● **Text shown**
======
MovieChat Forums > Auf der anderen Seite (2007) Discussion > Most Annoying (Trivial) Matter

Most Annoying (Trivial) Matter

OK, actually liked the movie, quite a bit really. However, I found the main character quite annoying and pretentiously self-righteous in the zealous pursuit of her causes, even thought I largely sympathized with her views. I think we all know these type of people, ones whom we implicitly agree with politically, but aggravate us with the nature in which they push for those causes.

Anyway, one particular scene annoyed me that highlights this attitude. Ayten is given a shirt to wear, but refuses, saying she wont wear any "American" clothes to which Lotte quickly concurs. Ugh, the sanctimonious BS was waist high at this point and awfully rich concerning the heritage of these two. I mean, two countries, Turkey and Germany, responsible for two of the worst genocides in the 20th century and this bit of America as the Bad Guy line gets thrown in the mix? If this scene was designed to help highlight the pretentious, selfish and immature nature of the two women, then it worked. I couldn't stand either of them from the middle of the film until nearly the end.


I'm not being funny, but America has had it's fair share of being responsible for the deaths of people in the name of ideology, and possibly the most alarmingly ironic example.

Anyway, the point of the scene was because Ayten is a communist, therefore she hates capitalism. America is symbolic of capitalism, ergo why she refused to wear it. Lotte agreed because she fancied Ayten.

I don't see why the hell you're bringing that *beep* up, particularly with Germany which is highly democratic and where it has worked so hard to stop anything like that part of their history happening again.

- We could be men with ven!
======
● **Stated exercise**
Switch "capitalism" to "consumerism" in the forum discussion and write out the part from "Anyway, the point" up to and including "men with ven!".

● **Information shown**
======
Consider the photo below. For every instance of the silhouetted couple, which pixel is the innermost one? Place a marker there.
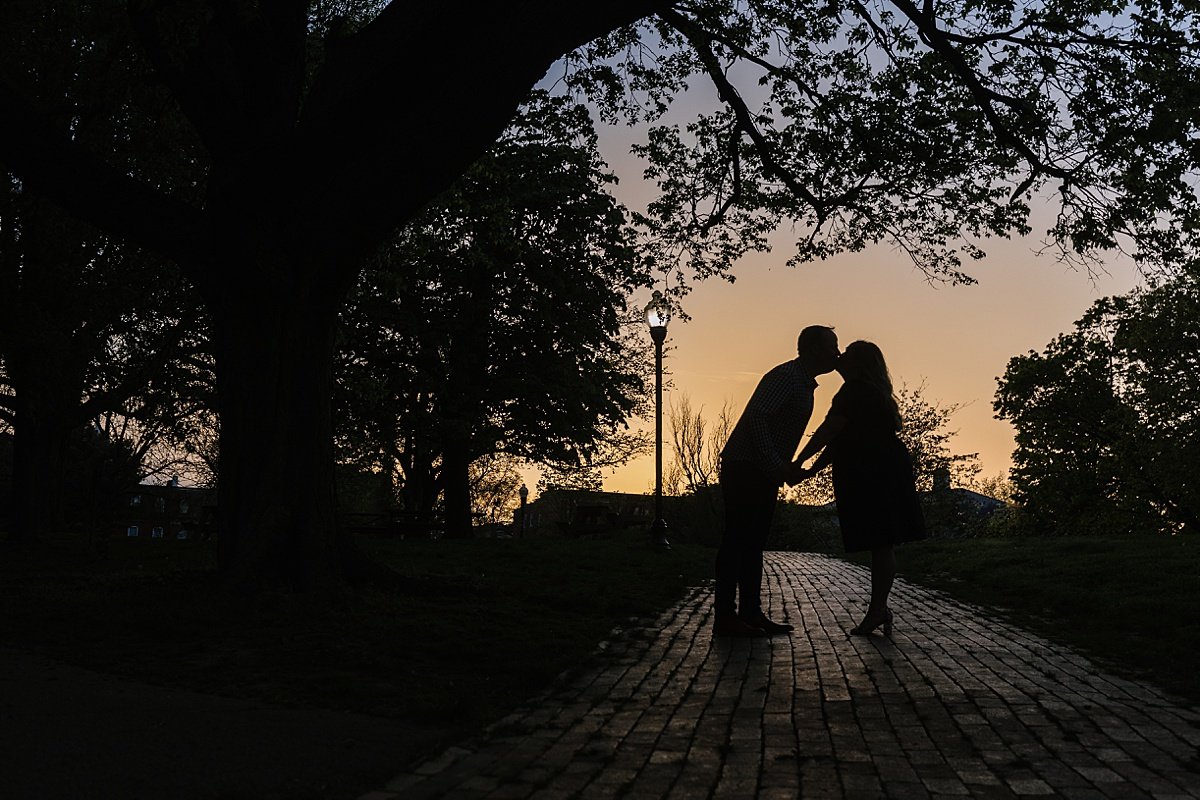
(873, 480)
======
● **Completed task**
Anyway, the point of the scene was because Ayten is a communist, therefore she hates consumerism. America is symbolic of consumerism, ergo why she refused to wear it. Lotte agreed because she fancied Ayten.

I don't see why the hell you're bringing that *beep* up, particularly with Germany which is highly democratic and where it has worked so hard to stop anything like that part of their history happening again.

- We could be men with ven!